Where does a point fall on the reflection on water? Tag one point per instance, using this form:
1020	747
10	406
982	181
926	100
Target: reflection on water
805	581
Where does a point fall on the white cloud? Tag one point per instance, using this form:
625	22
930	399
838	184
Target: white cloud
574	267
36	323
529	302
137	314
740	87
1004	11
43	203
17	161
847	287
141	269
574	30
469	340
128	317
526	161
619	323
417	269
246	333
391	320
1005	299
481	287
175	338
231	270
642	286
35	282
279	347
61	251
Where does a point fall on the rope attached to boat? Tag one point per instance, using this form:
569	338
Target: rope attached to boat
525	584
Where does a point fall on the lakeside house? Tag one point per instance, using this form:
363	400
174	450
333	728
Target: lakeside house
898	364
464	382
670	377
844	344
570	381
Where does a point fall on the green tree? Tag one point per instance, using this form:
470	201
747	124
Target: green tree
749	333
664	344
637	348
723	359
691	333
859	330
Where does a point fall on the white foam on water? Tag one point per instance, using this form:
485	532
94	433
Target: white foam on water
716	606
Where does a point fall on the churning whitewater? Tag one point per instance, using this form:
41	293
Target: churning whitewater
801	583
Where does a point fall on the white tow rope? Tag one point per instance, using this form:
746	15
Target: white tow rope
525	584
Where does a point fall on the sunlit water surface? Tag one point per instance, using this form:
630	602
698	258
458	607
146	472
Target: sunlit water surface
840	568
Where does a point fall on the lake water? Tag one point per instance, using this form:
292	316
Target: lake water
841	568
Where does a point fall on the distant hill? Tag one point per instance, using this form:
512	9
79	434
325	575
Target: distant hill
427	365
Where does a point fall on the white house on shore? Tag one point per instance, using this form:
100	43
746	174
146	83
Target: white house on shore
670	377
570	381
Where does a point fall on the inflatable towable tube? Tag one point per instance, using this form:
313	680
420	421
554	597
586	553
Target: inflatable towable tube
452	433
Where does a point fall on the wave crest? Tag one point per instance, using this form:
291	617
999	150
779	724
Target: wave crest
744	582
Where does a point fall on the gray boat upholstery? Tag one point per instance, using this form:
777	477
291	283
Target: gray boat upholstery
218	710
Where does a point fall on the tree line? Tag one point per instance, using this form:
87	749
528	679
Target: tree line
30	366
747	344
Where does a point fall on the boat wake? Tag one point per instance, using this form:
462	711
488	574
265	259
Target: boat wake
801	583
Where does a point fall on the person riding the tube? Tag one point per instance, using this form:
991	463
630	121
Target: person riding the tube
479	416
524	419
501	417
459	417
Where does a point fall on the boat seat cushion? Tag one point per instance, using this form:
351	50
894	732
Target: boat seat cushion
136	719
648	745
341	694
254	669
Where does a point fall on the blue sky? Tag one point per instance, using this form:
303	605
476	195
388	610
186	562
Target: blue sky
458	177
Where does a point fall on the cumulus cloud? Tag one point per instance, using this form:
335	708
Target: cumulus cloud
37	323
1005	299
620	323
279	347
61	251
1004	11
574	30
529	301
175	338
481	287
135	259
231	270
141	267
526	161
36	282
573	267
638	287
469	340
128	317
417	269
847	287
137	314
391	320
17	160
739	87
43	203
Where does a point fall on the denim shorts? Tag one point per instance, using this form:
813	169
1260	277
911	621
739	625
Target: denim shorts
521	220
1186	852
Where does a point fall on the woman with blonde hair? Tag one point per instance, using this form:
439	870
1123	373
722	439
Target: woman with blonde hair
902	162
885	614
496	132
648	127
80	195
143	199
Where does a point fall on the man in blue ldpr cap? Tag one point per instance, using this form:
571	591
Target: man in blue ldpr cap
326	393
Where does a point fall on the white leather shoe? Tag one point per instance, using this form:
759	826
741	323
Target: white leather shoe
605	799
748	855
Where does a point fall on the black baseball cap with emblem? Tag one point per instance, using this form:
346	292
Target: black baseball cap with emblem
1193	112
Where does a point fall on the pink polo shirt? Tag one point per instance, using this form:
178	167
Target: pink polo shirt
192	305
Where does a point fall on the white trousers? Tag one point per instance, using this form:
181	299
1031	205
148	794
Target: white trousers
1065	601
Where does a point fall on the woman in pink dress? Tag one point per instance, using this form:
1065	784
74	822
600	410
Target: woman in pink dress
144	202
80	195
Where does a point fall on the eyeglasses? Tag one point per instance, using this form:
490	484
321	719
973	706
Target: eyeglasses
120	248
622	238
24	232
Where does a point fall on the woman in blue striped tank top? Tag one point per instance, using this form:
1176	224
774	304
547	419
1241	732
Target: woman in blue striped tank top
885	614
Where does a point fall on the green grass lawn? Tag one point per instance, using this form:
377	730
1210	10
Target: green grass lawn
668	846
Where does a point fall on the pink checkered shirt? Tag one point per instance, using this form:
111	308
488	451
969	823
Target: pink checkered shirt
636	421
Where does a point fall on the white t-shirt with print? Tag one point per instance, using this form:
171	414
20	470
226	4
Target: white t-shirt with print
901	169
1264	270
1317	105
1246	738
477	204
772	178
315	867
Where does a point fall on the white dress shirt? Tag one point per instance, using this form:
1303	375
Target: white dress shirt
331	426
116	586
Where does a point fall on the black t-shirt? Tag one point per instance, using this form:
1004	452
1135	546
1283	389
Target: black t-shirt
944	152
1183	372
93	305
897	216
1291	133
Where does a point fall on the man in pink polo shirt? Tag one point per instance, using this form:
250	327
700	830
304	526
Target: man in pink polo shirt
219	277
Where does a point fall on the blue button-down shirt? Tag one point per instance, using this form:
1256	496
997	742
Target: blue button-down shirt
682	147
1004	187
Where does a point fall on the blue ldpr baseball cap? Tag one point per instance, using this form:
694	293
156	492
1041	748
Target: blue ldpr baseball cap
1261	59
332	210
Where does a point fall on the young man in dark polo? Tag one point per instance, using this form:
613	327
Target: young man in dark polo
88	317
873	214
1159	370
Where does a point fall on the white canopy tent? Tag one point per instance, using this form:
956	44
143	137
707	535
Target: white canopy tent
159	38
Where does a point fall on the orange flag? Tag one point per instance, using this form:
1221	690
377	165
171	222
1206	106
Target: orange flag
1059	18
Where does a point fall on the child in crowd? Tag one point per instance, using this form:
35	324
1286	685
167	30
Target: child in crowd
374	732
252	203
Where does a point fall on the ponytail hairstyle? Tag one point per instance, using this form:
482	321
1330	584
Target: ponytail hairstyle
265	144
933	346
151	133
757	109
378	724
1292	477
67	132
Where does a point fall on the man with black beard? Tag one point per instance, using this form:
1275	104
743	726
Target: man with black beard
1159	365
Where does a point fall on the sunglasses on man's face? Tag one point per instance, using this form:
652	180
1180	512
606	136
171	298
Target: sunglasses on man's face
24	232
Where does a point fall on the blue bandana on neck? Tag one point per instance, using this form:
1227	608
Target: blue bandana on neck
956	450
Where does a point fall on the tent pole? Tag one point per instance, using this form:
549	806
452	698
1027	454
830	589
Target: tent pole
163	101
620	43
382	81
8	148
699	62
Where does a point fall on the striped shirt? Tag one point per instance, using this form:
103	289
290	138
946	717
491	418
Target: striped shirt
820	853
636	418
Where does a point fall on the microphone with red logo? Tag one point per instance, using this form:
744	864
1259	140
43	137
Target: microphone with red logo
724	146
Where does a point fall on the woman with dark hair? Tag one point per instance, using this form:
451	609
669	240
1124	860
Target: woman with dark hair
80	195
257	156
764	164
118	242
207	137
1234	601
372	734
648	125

**THE TASK:** Each line from the top of the data, up to and including the line that contains "Where does a point fall on the rope", should be set down exactly.

**TASK SOLUTION:**
Where does a point fall on the reflection on water? Tag one point per instance, using this form:
1020	747
10	406
982	181
926	100
Target: reflection on water
805	581
Where does a point fall on the white cloud? Tag one point per instance, using this form:
625	22
930	399
838	184
Target: white cloud
574	267
36	323
529	302
137	314
740	87
1004	11
43	203
17	161
847	287
141	269
574	30
469	340
128	317
526	161
619	323
417	269
246	333
391	320
1005	299
481	287
175	338
231	270
642	286
35	282
279	347
61	251
Where does a point fall on the rope attached to boat? Tag one point per instance, using this form:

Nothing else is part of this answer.